Text segment:
So I've been riding English and western now for 14 years. last year I co-boarded my first horse who was a fantastic barrel horse. unfortunately his owner had to move him to another barn and I was no longer a co-boarder. I began looking for a new horse to co-board or lease. I was looking for something calm and fun to ride as I'm not a competitive rider anymore. I had difficulty finding a western horse in the area but eventually did find a 13 year old quarter horse. who is pretty much bomb proof and he's an absolute gentleman. The owner of the barn I ride at thought he was a good match for me and she had just recently bought him back from a home that was using him way to much.

The back story of this horse was, he was ridden from a very young age and trained in western pleasure. he was ridden for many years in a saddle that did not fit him properly and now has a permanent limp in his step. mostly coming from his right shoulder and a little on his left. I leased him because I only ride about once a week doing just flat work and I was told that he is rideable. Mostly at trot but can do some loping/canter work.

Directions:
#1 In the horse-leasing post, how many years has the writer been riding English and western?
#2 Name every riding discipline that the horse-leasing post mentions.
#3 Reproduce the stretch of the horse-leasing post from "The back story" through "some loping/canter work.".
Nothing in the records is needed here.

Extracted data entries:
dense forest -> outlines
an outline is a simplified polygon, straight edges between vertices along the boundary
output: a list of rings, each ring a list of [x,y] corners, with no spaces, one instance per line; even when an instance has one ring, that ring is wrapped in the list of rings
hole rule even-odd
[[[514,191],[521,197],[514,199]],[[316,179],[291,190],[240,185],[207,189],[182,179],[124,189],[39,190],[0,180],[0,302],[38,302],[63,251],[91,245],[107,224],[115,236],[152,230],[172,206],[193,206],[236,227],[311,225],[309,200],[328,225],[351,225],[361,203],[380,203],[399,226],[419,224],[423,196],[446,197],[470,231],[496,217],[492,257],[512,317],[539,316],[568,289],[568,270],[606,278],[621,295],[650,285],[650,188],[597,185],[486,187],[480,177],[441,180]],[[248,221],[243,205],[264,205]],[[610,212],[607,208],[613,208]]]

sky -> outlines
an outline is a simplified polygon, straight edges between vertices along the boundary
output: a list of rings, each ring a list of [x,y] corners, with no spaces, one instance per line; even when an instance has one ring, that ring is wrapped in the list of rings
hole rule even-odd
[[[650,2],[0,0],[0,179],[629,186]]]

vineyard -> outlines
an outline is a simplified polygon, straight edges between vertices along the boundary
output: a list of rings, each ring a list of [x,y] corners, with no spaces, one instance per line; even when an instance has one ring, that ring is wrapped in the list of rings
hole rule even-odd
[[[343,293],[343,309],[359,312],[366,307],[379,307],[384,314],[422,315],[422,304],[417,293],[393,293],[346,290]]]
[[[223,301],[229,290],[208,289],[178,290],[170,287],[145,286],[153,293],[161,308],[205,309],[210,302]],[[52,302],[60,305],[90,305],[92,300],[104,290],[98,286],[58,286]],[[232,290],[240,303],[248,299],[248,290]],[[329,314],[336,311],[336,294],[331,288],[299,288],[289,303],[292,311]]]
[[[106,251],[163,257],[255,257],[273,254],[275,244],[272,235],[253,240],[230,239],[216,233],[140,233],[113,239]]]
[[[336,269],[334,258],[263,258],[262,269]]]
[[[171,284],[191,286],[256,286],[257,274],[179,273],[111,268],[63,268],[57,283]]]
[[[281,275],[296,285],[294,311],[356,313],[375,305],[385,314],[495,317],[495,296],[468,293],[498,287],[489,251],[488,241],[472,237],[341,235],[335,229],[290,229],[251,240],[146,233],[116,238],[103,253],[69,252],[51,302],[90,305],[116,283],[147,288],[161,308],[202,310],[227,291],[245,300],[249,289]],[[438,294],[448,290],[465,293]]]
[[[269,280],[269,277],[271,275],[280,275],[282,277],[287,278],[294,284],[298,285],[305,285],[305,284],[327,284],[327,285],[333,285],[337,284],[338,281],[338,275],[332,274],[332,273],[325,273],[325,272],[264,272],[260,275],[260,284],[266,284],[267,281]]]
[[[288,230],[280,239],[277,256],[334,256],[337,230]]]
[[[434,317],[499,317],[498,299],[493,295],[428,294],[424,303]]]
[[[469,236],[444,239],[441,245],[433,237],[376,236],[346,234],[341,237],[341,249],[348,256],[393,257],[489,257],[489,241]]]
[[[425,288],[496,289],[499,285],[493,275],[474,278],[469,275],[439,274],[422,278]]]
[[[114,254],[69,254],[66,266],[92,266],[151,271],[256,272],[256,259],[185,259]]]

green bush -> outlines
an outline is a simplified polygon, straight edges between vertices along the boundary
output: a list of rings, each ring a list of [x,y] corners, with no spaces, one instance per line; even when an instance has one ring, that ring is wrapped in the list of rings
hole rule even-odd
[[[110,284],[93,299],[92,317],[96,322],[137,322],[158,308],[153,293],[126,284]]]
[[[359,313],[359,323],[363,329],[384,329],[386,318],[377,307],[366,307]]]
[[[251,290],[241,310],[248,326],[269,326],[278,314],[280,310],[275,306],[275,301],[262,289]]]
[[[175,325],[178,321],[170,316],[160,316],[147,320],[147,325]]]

Answers by item number:
#1 14 years.

#2 English, western, barrel, western pleasure

#3
The back story of this horse was, he was ridden from a very young age and trained in western pleasure. he was ridden for many years in a saddle that did not fit him properly and now has a permanent limp in his step. mostly coming from his right shoulder and a little on his left. I leased him because I only ride about once a week doing just flat work and I was told that he is rideable. Mostly at trot but can do some loping/canter work.